• TASK DESCRIPTION
Output every entry exactly as written.

• Records contained in a dataset
+ + + + + + +

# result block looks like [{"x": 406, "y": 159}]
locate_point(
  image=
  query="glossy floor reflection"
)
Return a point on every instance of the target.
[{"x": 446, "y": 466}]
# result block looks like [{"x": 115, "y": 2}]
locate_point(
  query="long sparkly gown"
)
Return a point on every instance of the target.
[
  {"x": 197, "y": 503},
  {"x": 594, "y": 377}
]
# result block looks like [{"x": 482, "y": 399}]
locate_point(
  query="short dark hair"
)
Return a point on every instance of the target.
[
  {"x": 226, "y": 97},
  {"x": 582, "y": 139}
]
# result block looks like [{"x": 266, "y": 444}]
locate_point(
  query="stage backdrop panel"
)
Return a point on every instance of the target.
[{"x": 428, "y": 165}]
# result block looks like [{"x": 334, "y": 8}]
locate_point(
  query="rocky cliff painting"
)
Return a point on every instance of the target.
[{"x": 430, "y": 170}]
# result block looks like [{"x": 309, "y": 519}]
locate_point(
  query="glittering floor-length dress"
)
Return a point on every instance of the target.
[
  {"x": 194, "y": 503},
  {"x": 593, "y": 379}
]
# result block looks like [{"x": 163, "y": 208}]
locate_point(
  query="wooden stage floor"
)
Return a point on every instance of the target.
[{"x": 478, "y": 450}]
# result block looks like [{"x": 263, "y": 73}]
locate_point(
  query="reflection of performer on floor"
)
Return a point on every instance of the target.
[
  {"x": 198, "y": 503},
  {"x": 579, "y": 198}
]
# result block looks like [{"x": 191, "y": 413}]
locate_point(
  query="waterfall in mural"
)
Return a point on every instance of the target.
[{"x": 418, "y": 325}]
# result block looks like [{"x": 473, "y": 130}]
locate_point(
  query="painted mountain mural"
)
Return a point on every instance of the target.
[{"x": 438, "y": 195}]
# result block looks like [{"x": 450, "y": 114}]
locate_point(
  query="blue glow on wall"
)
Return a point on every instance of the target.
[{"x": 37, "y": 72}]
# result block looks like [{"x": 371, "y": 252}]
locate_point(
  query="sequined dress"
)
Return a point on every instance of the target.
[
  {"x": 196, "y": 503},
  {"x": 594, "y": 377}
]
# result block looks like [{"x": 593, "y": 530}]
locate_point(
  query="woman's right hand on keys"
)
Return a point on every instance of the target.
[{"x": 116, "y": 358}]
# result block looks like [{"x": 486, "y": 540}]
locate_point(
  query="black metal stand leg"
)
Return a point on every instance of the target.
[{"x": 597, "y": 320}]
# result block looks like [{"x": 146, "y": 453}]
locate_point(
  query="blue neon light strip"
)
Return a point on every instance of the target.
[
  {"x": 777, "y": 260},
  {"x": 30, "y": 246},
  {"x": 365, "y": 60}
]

+ + + + + + +

• WORKED SOLUTION
# result block looks like [{"x": 406, "y": 159}]
locate_point(
  image=
  query="glossy floor reflection"
)
Return a point on every instance of the target.
[{"x": 446, "y": 466}]
# result block looks like [{"x": 115, "y": 2}]
locate_point(
  query="long sparkly gown"
)
Return a point on every instance of the target.
[
  {"x": 197, "y": 503},
  {"x": 594, "y": 377}
]
# result block looks like [{"x": 482, "y": 399}]
locate_point(
  query="short dark hair"
)
Return a point on every instance of the target.
[
  {"x": 226, "y": 97},
  {"x": 582, "y": 139}
]
# result block looks like [{"x": 266, "y": 444}]
locate_point(
  query="stage backdrop panel"
)
Return a point on every instance of the target.
[{"x": 428, "y": 165}]
# result block looks like [{"x": 334, "y": 8}]
locate_point(
  query="rocky cliff painting"
)
Return a point on every instance of the target.
[{"x": 430, "y": 170}]
# result block looks like [{"x": 309, "y": 519}]
locate_point(
  query="glittering floor-length dress"
)
Return a point on every instance of the target.
[
  {"x": 194, "y": 503},
  {"x": 593, "y": 379}
]
# result block looks like [{"x": 163, "y": 208}]
locate_point(
  query="wooden stage floor"
)
Return a point on every instance of the target.
[{"x": 478, "y": 450}]
# result block looks like [{"x": 263, "y": 73}]
locate_point(
  query="reflection of performer on floor"
)
Return a point on every instance of the target.
[
  {"x": 198, "y": 503},
  {"x": 579, "y": 198}
]
# result block looks like [{"x": 191, "y": 413}]
locate_point(
  query="waterfall in mural"
)
Return a point on every instance of the target.
[{"x": 418, "y": 325}]
# result block looks like [{"x": 473, "y": 130}]
locate_point(
  query="painted mountain mural"
)
Return a point on every instance of the target.
[{"x": 438, "y": 195}]
# result block looks like [{"x": 450, "y": 114}]
locate_point(
  query="blue glow on wall"
)
Return a point on every instance of the target.
[{"x": 37, "y": 72}]
# result block looks like [{"x": 371, "y": 252}]
locate_point(
  query="sequined dress"
)
Return a point on every instance of the target.
[
  {"x": 196, "y": 503},
  {"x": 594, "y": 377}
]
# result block looks like [{"x": 593, "y": 530}]
locate_point(
  query="woman's right hand on keys"
)
Return a point on every instance of the target.
[{"x": 116, "y": 358}]
# result block looks like [{"x": 486, "y": 540}]
locate_point(
  query="black metal stand leg"
)
Return a point on every instance of the target.
[{"x": 597, "y": 320}]
# result block looks like [{"x": 146, "y": 453}]
locate_point(
  query="blue neon light strip"
)
Return a point on every instance of the target.
[
  {"x": 777, "y": 260},
  {"x": 30, "y": 246},
  {"x": 365, "y": 60}
]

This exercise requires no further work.